● PROBLEM: All that should come back is the lines of the data below from the one containing "Point out every instance of the red" to the one containing "x=314, y=293", inclusive, exactly as they stand.

● GIVEN DATA:
----------

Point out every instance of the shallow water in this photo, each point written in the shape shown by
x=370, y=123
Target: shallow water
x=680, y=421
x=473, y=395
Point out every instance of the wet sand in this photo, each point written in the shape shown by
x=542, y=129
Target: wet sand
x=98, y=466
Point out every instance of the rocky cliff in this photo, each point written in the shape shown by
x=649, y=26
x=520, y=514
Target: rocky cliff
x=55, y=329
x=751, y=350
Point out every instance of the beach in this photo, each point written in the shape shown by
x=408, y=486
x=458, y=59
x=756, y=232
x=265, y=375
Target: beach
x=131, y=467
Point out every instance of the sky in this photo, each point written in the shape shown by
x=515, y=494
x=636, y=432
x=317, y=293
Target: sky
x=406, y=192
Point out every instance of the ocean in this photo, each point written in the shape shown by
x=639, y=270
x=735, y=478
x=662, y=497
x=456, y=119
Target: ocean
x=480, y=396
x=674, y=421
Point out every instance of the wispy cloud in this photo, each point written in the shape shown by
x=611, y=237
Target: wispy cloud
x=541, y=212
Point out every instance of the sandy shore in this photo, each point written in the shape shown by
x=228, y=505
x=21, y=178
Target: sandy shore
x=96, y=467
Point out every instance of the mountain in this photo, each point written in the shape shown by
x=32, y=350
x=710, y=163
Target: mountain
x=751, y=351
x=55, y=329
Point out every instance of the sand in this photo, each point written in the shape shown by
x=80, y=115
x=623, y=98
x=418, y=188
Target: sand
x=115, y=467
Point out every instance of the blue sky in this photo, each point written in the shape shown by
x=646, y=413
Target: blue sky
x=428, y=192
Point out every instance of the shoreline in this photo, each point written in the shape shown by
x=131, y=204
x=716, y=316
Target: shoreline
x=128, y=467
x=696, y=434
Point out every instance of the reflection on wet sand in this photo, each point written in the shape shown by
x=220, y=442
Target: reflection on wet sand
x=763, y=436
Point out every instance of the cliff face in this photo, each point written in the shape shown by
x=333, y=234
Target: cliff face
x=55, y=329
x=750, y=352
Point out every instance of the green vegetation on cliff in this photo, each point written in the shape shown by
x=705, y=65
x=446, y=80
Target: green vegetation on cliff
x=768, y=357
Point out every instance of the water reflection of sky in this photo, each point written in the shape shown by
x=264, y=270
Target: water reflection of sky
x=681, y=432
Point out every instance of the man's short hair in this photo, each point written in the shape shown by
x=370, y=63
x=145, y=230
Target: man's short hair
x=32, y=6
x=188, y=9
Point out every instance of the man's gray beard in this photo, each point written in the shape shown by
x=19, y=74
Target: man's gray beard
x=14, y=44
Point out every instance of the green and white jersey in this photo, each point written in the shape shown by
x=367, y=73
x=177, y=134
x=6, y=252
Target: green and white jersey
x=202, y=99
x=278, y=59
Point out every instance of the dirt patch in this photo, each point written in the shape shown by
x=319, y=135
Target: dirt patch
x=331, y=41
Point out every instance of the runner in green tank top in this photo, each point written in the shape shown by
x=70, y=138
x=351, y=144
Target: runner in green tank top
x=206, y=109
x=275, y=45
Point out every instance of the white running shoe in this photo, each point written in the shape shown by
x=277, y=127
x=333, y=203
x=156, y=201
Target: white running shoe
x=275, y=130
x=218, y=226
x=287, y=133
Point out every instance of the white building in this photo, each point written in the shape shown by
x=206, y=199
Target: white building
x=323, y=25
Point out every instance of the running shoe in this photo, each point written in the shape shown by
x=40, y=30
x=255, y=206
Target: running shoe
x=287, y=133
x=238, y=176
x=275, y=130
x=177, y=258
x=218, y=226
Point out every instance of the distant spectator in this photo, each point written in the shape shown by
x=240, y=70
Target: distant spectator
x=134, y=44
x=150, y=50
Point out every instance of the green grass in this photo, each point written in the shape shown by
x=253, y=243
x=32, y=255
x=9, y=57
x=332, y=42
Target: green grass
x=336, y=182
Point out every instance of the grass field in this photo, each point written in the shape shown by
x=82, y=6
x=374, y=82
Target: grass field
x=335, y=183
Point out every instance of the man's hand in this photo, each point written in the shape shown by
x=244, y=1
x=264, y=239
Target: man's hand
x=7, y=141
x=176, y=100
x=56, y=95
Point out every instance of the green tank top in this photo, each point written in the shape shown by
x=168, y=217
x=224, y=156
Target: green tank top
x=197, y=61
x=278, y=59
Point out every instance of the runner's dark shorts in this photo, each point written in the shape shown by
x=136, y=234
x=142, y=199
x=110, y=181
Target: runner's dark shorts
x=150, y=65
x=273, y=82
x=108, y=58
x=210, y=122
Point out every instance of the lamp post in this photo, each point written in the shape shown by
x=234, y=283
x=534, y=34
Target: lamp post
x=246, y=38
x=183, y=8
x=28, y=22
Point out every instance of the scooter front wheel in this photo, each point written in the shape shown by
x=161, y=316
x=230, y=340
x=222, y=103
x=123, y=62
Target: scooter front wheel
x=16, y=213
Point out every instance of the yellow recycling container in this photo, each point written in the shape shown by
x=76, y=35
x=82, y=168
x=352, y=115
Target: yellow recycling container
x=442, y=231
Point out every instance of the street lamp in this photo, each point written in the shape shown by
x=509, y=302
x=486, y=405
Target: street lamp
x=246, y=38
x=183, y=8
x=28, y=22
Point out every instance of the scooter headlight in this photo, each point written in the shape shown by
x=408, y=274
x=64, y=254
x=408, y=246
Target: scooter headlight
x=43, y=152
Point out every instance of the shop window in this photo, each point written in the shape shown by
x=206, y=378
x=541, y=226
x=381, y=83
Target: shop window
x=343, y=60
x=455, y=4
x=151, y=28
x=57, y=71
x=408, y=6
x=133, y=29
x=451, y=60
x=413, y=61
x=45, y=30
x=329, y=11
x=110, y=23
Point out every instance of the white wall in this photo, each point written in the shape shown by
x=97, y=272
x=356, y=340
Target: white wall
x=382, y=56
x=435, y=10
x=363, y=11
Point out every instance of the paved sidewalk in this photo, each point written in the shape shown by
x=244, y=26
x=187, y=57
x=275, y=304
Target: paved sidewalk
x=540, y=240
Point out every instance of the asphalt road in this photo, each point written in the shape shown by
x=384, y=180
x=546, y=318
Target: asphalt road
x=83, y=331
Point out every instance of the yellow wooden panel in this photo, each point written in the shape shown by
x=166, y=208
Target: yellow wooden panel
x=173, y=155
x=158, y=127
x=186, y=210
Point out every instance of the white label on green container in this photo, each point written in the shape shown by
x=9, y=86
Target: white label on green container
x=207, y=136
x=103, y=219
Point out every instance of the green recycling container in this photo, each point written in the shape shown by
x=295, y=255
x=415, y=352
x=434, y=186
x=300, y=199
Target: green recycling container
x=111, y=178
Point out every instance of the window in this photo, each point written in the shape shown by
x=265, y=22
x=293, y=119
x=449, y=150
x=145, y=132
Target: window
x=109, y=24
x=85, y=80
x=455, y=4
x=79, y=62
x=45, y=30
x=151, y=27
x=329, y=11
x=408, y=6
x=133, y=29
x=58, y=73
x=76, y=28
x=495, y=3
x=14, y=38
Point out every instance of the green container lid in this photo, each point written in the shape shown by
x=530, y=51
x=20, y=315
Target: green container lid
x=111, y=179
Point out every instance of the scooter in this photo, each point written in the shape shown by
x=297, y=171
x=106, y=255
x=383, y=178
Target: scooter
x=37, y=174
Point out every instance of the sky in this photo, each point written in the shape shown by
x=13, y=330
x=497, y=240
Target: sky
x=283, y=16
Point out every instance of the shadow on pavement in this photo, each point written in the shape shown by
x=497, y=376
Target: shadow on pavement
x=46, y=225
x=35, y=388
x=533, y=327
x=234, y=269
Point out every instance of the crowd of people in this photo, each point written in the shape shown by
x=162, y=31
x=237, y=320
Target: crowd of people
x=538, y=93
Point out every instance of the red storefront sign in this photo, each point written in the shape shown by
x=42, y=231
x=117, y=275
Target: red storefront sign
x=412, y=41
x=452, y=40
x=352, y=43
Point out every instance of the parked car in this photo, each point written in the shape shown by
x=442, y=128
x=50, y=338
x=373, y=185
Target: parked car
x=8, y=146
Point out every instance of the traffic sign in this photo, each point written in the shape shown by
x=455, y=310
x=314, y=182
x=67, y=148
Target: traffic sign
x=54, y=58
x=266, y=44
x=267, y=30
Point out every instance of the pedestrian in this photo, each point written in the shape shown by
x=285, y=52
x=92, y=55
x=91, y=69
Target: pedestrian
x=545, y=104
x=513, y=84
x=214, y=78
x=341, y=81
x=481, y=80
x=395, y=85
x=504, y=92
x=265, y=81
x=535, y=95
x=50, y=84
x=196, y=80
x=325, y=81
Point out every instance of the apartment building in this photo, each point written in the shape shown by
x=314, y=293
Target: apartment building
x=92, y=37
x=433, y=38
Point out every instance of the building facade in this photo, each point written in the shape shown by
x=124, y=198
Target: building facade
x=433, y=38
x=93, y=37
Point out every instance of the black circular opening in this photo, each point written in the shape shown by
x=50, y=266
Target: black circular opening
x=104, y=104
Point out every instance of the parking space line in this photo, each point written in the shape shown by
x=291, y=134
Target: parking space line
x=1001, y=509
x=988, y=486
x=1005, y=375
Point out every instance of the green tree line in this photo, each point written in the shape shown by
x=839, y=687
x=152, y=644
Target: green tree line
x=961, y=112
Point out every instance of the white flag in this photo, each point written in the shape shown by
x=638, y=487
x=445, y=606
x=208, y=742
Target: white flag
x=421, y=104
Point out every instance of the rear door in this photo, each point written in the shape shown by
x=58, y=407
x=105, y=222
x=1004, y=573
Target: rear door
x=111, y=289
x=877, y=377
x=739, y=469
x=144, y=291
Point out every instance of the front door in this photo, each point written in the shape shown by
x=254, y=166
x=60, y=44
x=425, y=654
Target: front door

----------

● EXPECTED ANSWER:
Point out every instance of the red storefront sign in this photo, each point written in the shape shown by
x=42, y=231
x=117, y=275
Target: red storefront sign
x=412, y=41
x=452, y=40
x=352, y=43
Point out every instance of the parked car in this photo, each point written in the shape shown by
x=442, y=128
x=50, y=338
x=373, y=185
Target: parked car
x=8, y=146
Point out every instance of the traffic sign in this photo, each point written in the shape shown by
x=455, y=310
x=314, y=182
x=67, y=148
Target: traffic sign
x=54, y=58
x=266, y=44
x=267, y=30
Point out every instance of the pedestrian in this photo, each point written in the shape shown by
x=285, y=52
x=92, y=55
x=91, y=69
Target: pedestrian
x=545, y=104
x=513, y=84
x=214, y=78
x=341, y=81
x=481, y=80
x=395, y=85
x=504, y=92
x=265, y=81
x=535, y=95
x=50, y=84
x=196, y=80
x=325, y=81
Point out every instance of the apartment building in this photo, each point written in the shape shown by
x=314, y=293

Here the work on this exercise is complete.